*TEXT*:
————

It’s been a few year’s since we’ve heard anything from Joss Stone. We were first introduced to the unlikely Soul songstress from Devon back in 2003 when she released her debut album, the critically acclaimed Soul Sessions. She then went on to become one of the biggest names in contemporary soul.
However since then it has been far from plain sailing for Joss with flagging album sales and an ongoing battle with her record label. In fact the new album Colour Mr Free was recorded well over a year ago but was delayed due to it not being “commercial” enough. To be fair, it isn’t, and that’s a good thing! With her fourth studio album, Joss has returned to the old skool style of her breakthrough debut album.
Colour Me Free opens with the feel good Janis Joplin inspired “Free Me” a catchy upbeat track with an infectious guitar riff. Next is the more contemporary R&B soul sounding “Could Have Been You” an emotional torch song to an old love. The thing that jumps out about this album is the ’70s soul influenced production which is somewhat reminiscent of Curtis Mayfield‘s “This is America Today”. Stone’s voice also has matured and she seems much more modest with her vocal inflections which on this album are well placed, soulful and genuinely impressive.

————

*Dataset items*:
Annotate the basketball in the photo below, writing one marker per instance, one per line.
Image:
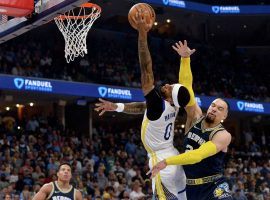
(148, 11)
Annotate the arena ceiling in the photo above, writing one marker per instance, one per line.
(243, 30)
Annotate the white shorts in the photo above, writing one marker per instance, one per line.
(170, 183)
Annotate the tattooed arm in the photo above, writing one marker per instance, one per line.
(129, 108)
(135, 108)
(147, 76)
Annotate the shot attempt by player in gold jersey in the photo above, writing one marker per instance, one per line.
(162, 105)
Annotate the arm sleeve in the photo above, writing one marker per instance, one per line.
(154, 105)
(186, 79)
(194, 156)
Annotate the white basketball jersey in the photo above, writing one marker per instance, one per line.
(157, 135)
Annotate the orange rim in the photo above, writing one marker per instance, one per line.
(85, 5)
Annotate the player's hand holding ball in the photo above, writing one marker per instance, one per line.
(142, 17)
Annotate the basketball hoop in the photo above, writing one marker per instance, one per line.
(74, 26)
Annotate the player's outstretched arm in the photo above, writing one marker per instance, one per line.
(78, 195)
(147, 76)
(130, 108)
(185, 78)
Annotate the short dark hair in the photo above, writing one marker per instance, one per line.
(183, 96)
(64, 163)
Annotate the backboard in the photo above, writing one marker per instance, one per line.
(45, 11)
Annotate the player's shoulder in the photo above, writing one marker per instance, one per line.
(47, 188)
(222, 134)
(78, 194)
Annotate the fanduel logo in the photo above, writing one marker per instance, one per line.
(34, 85)
(251, 107)
(102, 91)
(199, 102)
(175, 3)
(114, 93)
(18, 83)
(225, 9)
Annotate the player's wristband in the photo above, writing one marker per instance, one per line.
(120, 107)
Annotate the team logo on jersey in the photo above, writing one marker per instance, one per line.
(18, 82)
(102, 91)
(222, 191)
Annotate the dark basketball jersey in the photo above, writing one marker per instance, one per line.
(194, 138)
(58, 194)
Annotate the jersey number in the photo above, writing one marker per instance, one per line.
(168, 130)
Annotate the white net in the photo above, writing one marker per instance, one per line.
(74, 26)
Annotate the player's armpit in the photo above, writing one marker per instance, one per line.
(135, 108)
(194, 156)
(222, 139)
(147, 76)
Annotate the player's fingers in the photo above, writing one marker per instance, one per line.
(102, 100)
(192, 51)
(185, 43)
(102, 112)
(135, 19)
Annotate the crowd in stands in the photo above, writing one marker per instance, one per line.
(113, 59)
(111, 165)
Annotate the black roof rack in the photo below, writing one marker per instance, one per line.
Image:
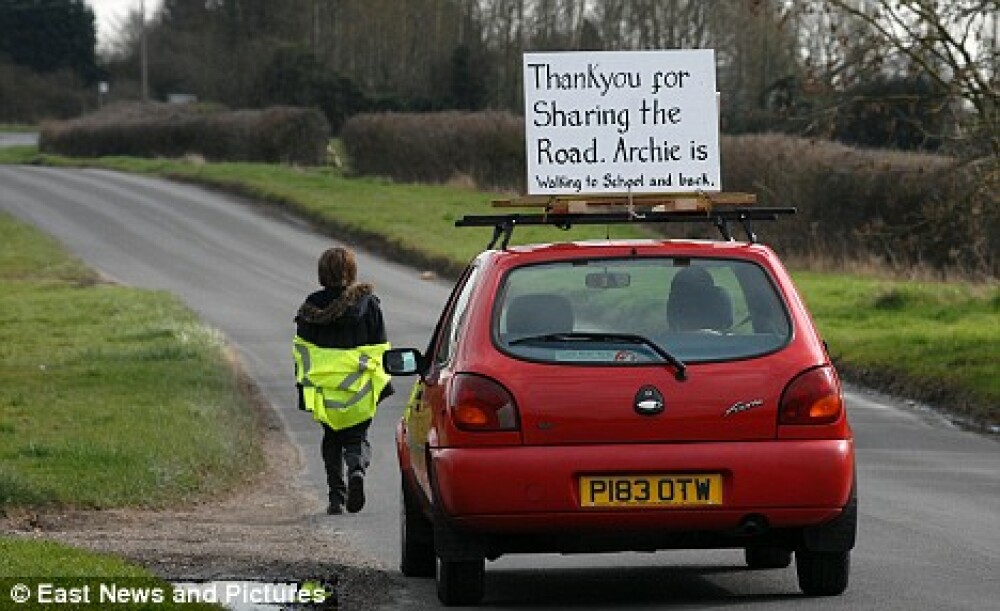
(566, 212)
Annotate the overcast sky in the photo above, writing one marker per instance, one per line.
(111, 13)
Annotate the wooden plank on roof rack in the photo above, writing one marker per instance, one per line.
(599, 204)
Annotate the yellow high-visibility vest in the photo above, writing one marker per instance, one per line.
(340, 387)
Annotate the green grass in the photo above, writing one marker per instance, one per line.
(75, 574)
(934, 337)
(109, 396)
(938, 340)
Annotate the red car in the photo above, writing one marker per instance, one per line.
(624, 395)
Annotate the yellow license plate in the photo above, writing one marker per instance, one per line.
(650, 490)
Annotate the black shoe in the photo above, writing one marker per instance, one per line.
(356, 492)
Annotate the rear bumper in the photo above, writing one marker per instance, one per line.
(791, 484)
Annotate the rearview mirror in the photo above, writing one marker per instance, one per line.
(402, 361)
(608, 280)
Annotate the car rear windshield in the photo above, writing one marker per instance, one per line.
(640, 310)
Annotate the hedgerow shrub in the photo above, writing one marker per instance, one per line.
(278, 135)
(438, 147)
(903, 209)
(900, 209)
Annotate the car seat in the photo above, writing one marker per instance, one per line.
(696, 303)
(539, 314)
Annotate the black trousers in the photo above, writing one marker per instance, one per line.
(345, 448)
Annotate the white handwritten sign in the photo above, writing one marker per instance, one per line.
(621, 121)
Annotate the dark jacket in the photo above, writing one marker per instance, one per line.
(342, 318)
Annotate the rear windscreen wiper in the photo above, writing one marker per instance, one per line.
(608, 337)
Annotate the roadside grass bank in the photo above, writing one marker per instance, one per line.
(413, 223)
(932, 341)
(60, 575)
(935, 342)
(110, 396)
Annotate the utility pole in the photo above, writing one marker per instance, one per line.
(142, 52)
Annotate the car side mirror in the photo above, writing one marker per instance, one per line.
(403, 361)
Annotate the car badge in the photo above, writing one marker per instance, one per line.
(648, 401)
(742, 406)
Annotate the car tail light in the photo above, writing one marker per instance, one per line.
(478, 403)
(813, 397)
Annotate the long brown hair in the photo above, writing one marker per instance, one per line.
(337, 268)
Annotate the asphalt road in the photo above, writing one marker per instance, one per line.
(930, 494)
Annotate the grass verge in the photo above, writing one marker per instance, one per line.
(935, 341)
(109, 396)
(932, 341)
(58, 576)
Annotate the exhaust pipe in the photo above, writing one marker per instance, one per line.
(752, 525)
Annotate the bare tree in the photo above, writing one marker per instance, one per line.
(949, 42)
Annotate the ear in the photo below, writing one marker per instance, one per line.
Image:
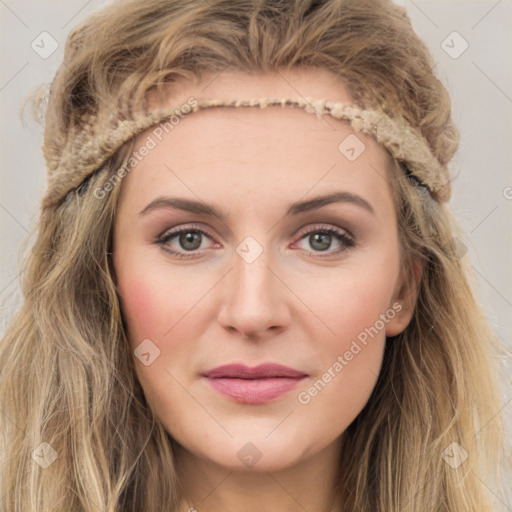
(404, 299)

————

*REQUIREMENT*: Carry on the review of Joss Stone's album from its final sentence.

*RESPONSE BELOW*:
Other standout tracks include “Lady” which starts with a effortlessly cool downbeat guitar lick which is then joined by Stone’s soft crooning voice and eventually builds up to full brass section, drums, backing vocals and wailing guitars as Joss finally lets rip. On the latter half of the album Stone covers Ray Charles‘s “I Believe It To My Soul” and “You’ve Got The Love” made famous by The Source & Candi Staton as well as collaborating with an impressive array of artists including Rapheal Saadiq, David Sanborn, Jeff Beck, Jamie Hartman and rapper Nas.
This is an all round quality offering from Stone, who refreshingly has gone against the grain of current mainstream musical trends to put out an album of ’70s inspired retro soul that is a genuine representation of her as an artist.